Bach was born 1685. LZ is apparently referring to the development and
wide-spread use of the basso continuo in the Baroque period.
343.10 That
Was The / Week That Was: topical satirical TV program that originated in
Britain, but an American edition ran from 1963-1965.
343.18 Eyquem
(“de” Montaigne): Michel Eyquem de Montaigne (1533-1592), the French
Renaissance essayist.
344.4 sieur:
Fr. = seigneur; sir, title of respect.
344.5 ‘Never
Middling Poets / over your publisher’s / door…: from Montaigne, “Of
Presumption”: “A man
may play the fool in everything else, but not in poetry; Mediocribus esse poetis / Non dii, non
hominess, non concessere columnae (But neither gods,
nor men, nor booksellers / Have stood for poets being mediocre—from Horace’s Ars Poetica). I would to God this sentence was written over
the doors of all our printers, to forbid the entrance of so many rhymesters! Verum / Nihil securius est malo poet
(None is more certain of himself / Than a bad poet—Martial)” (trans. Charles
Cotton).
344.13 ‘Reading’s
profitable / pleasure…: through 344.29 adapts phrases from Montaigne:
344.13-14: ‘Reading’s profitable pleasure: from
“Of Books”: “As to what concerns my other reading, that mixes a little more
profit with the pleasure, and whence I learn how to marshal my opinions and
conditions, the books that serve me to this purpose are Plutarch, since he has
been translated into French, and Seneca.”
344.15-19: attracts judgment to / task…: from “Of
Three Kinds of Society”: “Meditation is a powerful and full study to such as
can effectually taste and employ themselves; I had rather fashion my soul than
furnish it. There is no employment, either more weak or more strong, than that
of entertaining a man's own thoughts, according as the soul is; the greatest
men make it their whole business, ‘Quibus
vivere est cogitare’ (To whom to live is to think—Cicero) […] The principal
use of reading to me is, that by various objects it rouses my reason, and
employs my judgment, not my memory.”

> Stored data

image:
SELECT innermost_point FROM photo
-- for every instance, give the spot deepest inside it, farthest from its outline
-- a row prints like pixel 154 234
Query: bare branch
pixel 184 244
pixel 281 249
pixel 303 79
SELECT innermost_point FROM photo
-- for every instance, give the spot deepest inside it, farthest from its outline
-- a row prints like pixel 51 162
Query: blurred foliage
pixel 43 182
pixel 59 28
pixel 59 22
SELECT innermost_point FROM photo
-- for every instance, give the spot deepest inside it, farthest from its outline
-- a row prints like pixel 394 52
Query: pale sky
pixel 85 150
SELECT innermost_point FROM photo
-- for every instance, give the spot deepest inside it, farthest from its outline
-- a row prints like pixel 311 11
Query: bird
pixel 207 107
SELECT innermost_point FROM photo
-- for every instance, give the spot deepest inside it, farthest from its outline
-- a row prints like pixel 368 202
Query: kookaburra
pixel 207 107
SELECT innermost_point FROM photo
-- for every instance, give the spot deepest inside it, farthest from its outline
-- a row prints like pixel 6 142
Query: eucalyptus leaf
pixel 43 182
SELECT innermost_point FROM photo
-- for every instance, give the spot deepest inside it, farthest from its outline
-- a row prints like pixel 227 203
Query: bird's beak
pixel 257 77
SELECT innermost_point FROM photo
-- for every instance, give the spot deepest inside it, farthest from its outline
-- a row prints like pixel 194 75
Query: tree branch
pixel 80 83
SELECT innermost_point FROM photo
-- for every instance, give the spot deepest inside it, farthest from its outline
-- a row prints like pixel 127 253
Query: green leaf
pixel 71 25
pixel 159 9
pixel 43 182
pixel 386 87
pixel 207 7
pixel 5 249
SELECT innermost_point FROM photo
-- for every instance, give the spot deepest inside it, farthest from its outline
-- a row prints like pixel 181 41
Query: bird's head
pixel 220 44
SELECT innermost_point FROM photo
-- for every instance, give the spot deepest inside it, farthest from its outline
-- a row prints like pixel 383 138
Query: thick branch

> Given problem
Copy the annotation notes at the top of the page word for word, from the note on Bach's birth through the Montaigne quotation that ends it.

> Response
Bach was born 1685. LZ is apparently referring to the development and
wide-spread use of the basso continuo in the Baroque period.
343.10 That
Was The / Week That Was: topical satirical TV program that originated in
Britain, but an American edition ran from 1963-1965.
343.18 Eyquem
(“de” Montaigne): Michel Eyquem de Montaigne (1533-1592), the French
Renaissance essayist.
344.4 sieur:
Fr. = seigneur; sir, title of respect.
344.5 ‘Never
Middling Poets / over your publisher’s / door…: from Montaigne, “Of
Presumption”: “A man
may play the fool in everything else, but not in poetry; Mediocribus esse poetis / Non dii, non
hominess, non concessere columnae (But neither gods,
nor men, nor booksellers / Have stood for poets being mediocre—from Horace’s Ars Poetica). I would to God this sentence was written over
the doors of all our printers, to forbid the entrance of so many rhymesters! Verum / Nihil securius est malo poet
(None is more certain of himself / Than a bad poet—Martial)” (trans. Charles
Cotton).
344.13 ‘Reading’s
profitable / pleasure…: through 344.29 adapts phrases from Montaigne:
344.13-14: ‘Reading’s profitable pleasure: from
“Of Books”: “As to what concerns my other reading, that mixes a little more
profit with the pleasure, and whence I learn how to marshal my opinions and
conditions, the books that serve me to this purpose are Plutarch, since he has
been translated into French, and Seneca.”
344.15-19: attracts judgment to / task…: from “Of
Three Kinds of Society”: “Meditation is a powerful and full study to such as
can effectually taste and employ themselves; I had rather fashion my soul than
furnish it. There is no employment, either more weak or more strong, than that
of entertaining a man's own thoughts, according as the soul is; the greatest
men make it their whole business, ‘Quibus
vivere est cogitare’ (To whom to live is to think—Cicero) […] The principal
use of reading to me is, that by various objects it rouses my reason, and
employs my judgment, not my memory.”